Exercise aim
Quote verbatim the portion of the data that opens with its very first line and closes with the line containing "[[360, 172], [173, 255]]", including both of those lines.

╭─ Task input

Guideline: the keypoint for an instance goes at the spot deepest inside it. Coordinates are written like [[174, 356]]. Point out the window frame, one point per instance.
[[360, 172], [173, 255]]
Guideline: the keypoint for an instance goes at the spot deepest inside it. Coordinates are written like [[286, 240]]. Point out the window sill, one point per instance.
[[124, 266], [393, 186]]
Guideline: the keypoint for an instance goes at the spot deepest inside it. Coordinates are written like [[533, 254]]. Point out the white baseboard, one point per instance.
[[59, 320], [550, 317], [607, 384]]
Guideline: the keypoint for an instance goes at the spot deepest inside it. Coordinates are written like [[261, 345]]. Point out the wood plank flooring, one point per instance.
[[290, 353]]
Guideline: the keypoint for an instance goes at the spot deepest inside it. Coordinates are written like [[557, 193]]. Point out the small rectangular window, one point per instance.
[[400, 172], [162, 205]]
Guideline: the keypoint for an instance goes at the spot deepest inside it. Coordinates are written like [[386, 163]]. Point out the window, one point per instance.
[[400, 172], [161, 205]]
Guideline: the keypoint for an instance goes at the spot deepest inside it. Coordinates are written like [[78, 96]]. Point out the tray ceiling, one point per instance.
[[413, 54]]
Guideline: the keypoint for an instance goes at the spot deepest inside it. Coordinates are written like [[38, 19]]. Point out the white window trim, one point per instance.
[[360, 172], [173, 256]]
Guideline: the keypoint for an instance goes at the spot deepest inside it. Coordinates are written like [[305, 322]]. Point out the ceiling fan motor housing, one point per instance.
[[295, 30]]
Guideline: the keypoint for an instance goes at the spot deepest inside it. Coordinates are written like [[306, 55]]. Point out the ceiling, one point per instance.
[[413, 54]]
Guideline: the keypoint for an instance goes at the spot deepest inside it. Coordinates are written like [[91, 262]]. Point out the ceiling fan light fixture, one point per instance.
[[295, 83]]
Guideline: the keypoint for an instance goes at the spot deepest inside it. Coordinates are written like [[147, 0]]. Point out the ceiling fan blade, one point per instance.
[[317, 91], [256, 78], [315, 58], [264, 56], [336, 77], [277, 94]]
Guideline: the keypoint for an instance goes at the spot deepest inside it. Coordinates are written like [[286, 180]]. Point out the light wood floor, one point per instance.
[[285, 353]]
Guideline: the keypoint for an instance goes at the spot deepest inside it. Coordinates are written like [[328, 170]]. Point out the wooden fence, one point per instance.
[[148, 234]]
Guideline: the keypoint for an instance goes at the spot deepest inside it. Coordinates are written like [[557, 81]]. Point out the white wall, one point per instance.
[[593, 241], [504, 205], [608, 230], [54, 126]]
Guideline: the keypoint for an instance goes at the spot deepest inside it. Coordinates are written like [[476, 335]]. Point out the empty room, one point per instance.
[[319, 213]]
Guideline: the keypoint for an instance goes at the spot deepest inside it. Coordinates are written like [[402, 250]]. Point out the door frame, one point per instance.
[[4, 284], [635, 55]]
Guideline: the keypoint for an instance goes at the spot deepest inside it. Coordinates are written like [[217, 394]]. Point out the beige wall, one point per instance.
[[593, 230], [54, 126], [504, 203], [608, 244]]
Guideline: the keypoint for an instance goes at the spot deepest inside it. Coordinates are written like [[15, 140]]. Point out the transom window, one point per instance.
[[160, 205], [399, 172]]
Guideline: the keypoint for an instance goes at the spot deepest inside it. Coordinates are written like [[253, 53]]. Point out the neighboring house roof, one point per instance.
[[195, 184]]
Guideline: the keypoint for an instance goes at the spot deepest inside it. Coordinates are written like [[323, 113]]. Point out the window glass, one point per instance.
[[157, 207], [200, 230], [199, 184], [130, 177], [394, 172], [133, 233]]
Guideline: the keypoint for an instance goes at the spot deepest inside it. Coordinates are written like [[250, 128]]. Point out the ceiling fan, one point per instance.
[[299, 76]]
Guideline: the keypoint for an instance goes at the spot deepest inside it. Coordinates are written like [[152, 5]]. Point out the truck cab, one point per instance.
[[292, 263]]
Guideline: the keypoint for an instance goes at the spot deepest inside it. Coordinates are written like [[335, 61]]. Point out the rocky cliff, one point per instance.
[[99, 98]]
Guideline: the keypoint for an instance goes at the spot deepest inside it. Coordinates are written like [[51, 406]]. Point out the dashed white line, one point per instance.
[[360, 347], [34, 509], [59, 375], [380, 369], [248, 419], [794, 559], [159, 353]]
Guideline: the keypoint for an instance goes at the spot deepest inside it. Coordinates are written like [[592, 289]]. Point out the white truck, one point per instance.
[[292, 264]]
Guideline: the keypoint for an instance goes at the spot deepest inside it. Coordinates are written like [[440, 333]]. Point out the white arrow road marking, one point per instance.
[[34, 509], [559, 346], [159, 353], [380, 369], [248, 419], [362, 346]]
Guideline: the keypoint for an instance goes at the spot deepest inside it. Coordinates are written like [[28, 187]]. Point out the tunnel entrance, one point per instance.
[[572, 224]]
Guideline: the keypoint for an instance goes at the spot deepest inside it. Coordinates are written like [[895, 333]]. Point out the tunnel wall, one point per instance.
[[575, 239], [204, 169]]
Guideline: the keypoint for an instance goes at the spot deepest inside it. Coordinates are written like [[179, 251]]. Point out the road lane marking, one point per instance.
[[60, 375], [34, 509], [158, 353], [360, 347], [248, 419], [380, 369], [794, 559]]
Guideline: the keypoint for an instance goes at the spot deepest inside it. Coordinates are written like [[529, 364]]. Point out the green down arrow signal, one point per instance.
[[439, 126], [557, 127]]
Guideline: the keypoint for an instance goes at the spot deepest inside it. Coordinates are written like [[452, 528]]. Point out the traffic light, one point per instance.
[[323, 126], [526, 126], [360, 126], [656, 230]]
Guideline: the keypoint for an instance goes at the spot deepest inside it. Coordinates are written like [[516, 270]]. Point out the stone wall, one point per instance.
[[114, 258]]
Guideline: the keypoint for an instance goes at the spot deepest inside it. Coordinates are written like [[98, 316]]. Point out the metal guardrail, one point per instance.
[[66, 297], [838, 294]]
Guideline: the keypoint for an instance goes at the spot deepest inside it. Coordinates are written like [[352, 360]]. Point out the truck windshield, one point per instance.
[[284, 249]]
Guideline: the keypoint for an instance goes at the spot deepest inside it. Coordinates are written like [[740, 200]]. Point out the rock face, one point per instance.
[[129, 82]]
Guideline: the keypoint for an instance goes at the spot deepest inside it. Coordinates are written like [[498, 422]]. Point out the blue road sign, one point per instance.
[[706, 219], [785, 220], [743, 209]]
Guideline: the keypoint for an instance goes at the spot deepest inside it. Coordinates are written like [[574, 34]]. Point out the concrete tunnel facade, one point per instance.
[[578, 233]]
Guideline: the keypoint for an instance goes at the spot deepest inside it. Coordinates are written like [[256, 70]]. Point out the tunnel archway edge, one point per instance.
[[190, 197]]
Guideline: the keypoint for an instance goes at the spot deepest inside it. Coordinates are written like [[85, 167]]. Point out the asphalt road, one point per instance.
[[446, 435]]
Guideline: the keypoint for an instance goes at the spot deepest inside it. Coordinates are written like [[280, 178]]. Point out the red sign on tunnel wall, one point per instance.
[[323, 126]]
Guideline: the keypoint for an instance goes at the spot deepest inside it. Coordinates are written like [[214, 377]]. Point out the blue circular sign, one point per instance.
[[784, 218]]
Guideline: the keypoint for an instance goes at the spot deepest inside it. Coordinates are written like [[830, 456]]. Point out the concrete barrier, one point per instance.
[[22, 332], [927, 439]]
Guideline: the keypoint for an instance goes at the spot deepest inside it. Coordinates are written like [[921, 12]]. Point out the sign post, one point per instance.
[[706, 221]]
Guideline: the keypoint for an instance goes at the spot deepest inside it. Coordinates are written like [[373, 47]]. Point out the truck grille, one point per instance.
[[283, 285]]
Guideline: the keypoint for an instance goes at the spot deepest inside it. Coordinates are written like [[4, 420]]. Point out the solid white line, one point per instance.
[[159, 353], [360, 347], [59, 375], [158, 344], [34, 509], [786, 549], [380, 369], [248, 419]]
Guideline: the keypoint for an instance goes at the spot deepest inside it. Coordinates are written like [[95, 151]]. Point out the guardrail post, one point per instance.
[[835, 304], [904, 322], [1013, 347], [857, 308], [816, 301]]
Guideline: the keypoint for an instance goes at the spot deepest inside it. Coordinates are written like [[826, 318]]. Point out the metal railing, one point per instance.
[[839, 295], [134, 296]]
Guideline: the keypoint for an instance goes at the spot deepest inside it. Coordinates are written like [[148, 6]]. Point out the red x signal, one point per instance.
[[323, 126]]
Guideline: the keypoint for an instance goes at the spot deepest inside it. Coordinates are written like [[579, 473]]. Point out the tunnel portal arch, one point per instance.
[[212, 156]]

╰─

Answer
Guideline: the keypoint for an instance goes at the spot deepest inside it. Coordinates are written like [[174, 356]]. Point out the window frame, one point per instance.
[[360, 172], [173, 255]]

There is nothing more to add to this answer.